### Input data
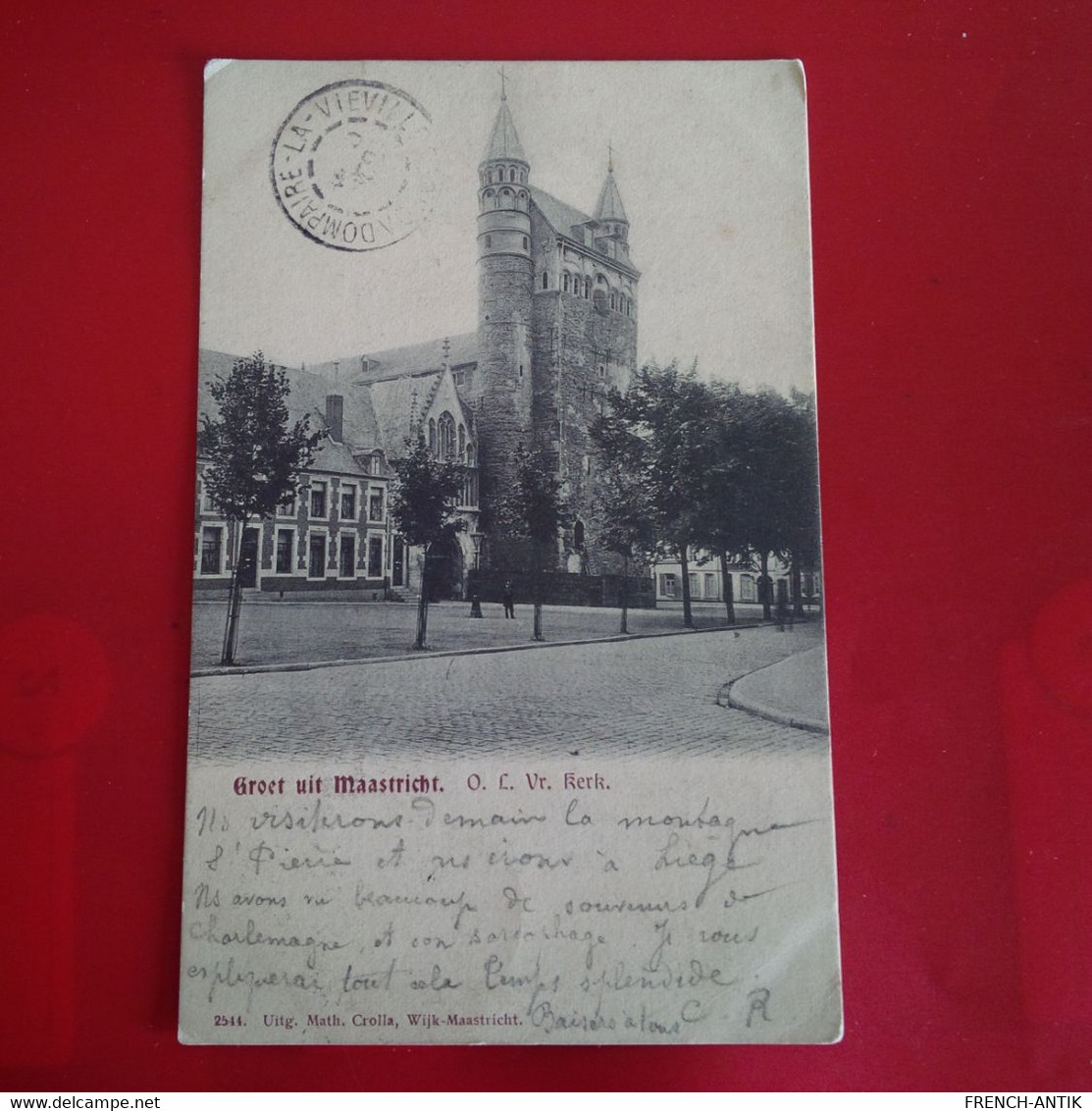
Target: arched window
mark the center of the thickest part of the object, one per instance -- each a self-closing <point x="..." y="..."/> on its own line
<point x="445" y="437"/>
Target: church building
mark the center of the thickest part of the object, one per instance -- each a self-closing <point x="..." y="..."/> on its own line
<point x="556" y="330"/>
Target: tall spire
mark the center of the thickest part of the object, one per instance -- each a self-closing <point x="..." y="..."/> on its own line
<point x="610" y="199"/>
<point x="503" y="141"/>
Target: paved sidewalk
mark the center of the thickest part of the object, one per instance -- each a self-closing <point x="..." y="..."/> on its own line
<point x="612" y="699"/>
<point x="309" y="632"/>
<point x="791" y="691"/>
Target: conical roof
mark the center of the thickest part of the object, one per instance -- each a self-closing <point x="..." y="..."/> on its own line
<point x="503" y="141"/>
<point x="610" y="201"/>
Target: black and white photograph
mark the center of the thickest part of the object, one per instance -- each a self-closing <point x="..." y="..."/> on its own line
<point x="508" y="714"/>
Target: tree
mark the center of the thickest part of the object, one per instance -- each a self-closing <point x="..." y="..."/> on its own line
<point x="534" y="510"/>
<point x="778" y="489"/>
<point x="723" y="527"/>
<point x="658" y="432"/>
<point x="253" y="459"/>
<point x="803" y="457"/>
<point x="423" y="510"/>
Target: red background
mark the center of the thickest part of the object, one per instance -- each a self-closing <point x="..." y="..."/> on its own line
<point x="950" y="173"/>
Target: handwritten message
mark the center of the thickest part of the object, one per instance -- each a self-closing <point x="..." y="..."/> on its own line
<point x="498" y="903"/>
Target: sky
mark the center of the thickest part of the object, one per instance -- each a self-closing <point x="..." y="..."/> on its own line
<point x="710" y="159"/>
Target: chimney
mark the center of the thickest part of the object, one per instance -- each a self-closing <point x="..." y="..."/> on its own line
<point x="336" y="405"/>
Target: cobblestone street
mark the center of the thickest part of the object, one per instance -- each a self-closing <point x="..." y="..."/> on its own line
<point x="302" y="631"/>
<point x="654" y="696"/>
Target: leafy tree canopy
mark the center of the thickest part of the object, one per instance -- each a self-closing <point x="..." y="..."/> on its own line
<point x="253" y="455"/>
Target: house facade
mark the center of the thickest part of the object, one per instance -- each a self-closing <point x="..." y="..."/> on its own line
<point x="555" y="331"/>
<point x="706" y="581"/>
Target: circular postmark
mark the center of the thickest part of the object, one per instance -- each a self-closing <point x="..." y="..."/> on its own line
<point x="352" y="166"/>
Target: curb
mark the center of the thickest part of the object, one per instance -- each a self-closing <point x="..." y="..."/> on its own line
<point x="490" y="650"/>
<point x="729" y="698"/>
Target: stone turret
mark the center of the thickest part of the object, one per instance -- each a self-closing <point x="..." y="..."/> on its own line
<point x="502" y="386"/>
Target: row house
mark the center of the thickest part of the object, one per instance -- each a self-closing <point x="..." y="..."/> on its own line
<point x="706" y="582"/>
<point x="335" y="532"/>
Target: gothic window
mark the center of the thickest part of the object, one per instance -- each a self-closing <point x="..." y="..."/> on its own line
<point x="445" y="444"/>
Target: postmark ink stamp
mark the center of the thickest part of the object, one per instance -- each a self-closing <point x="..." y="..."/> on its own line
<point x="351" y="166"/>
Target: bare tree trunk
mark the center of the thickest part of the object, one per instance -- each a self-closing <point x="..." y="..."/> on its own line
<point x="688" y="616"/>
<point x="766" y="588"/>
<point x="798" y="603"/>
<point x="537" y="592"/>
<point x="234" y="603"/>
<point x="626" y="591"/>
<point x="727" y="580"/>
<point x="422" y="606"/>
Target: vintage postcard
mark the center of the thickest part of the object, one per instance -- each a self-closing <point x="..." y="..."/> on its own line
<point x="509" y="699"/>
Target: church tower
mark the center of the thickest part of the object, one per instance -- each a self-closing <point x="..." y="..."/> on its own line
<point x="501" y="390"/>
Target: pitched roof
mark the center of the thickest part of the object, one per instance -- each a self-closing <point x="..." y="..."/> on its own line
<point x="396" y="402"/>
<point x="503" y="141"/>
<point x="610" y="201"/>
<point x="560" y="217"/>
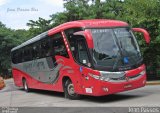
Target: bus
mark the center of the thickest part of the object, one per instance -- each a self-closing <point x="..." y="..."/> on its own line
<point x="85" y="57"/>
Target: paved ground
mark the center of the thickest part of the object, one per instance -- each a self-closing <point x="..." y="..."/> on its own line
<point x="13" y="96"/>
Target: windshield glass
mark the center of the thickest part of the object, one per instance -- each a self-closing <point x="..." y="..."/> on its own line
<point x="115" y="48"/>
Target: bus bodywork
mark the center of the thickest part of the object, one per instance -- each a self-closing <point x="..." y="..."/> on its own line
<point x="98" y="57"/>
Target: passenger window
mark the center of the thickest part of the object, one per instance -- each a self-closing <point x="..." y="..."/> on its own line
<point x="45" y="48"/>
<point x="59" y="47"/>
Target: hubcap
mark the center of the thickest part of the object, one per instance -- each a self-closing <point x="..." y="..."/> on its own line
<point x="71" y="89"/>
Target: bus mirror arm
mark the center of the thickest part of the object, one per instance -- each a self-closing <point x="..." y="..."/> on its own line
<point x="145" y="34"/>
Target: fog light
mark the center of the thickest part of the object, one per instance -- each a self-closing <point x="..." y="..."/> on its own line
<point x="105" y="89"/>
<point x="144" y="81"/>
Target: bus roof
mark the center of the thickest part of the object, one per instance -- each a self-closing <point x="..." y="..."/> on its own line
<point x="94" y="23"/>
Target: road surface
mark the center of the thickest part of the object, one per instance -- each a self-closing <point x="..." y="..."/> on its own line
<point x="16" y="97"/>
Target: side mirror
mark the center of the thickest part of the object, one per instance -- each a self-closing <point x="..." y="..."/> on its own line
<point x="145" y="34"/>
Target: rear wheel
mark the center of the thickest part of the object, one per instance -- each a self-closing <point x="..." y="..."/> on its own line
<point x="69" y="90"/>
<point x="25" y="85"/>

--

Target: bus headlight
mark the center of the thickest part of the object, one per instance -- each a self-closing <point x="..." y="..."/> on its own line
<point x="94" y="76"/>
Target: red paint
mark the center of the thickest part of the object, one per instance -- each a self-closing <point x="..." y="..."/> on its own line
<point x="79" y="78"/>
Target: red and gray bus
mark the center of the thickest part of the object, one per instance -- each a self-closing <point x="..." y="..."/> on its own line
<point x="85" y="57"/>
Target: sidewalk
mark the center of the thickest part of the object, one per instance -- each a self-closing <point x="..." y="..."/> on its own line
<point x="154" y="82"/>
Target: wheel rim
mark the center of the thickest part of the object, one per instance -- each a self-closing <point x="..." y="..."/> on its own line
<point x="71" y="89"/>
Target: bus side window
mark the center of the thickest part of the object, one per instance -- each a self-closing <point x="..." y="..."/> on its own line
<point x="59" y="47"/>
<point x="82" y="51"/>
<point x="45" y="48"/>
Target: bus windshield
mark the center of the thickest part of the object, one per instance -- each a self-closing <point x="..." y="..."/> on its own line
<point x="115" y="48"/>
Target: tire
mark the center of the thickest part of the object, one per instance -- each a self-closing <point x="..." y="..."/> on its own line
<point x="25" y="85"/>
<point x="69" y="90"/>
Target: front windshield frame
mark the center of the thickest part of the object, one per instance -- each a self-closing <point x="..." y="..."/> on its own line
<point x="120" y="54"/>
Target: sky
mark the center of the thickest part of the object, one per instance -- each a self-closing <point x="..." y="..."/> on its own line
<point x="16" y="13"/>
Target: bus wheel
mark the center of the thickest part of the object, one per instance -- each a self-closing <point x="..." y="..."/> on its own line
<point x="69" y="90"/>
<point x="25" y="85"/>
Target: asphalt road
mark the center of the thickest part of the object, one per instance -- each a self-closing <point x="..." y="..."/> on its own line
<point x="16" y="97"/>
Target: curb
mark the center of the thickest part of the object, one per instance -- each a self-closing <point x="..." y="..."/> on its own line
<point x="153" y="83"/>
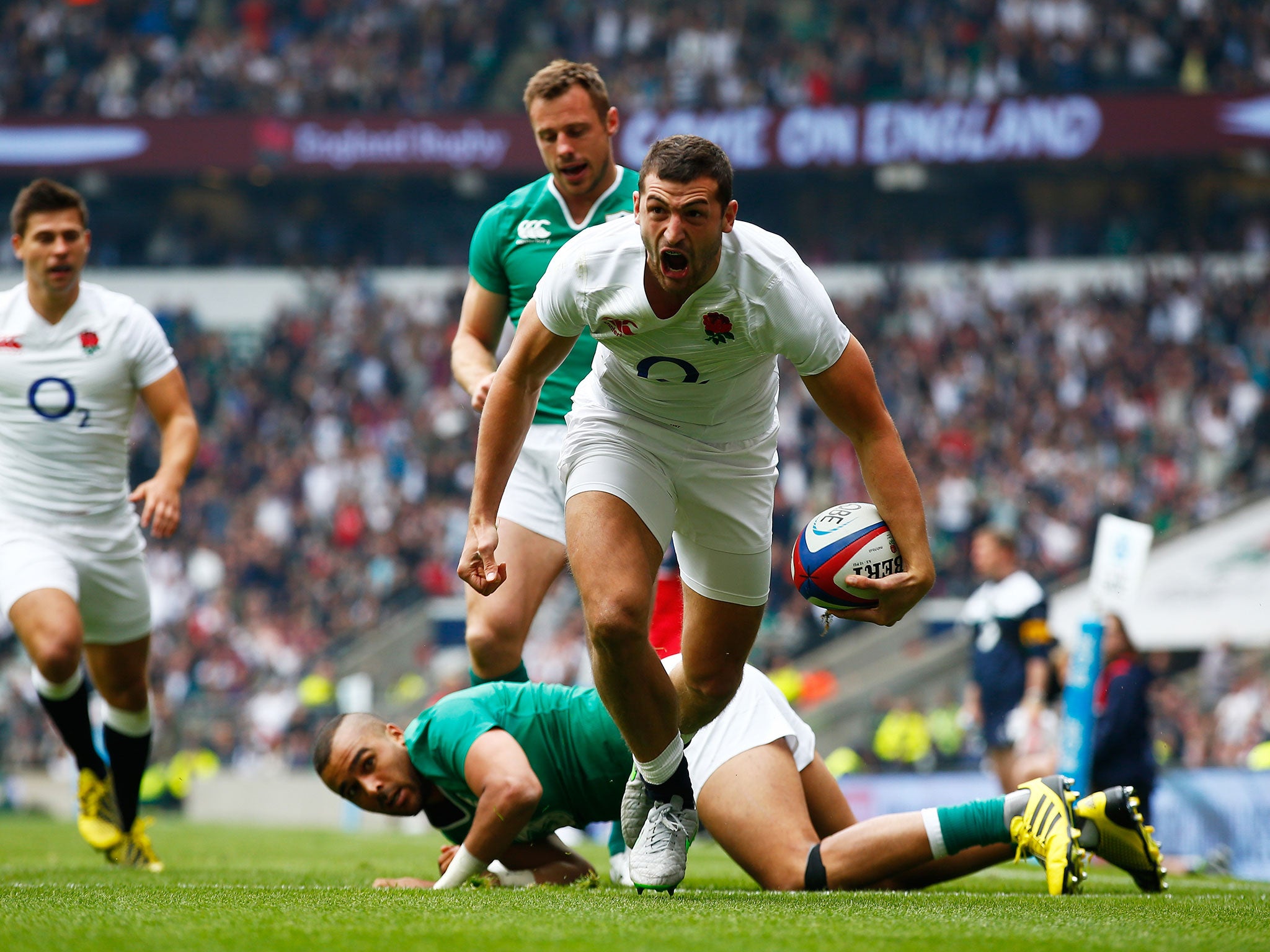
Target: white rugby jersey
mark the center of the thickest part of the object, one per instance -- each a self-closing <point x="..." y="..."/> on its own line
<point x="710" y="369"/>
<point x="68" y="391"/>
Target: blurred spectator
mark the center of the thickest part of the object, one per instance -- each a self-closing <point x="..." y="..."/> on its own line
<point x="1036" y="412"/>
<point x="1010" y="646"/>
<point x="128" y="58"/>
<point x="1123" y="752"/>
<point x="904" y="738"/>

### What to work on
List every line in the records above that contains the word "road".

### Correct response
Target: road surface
Target: asphalt road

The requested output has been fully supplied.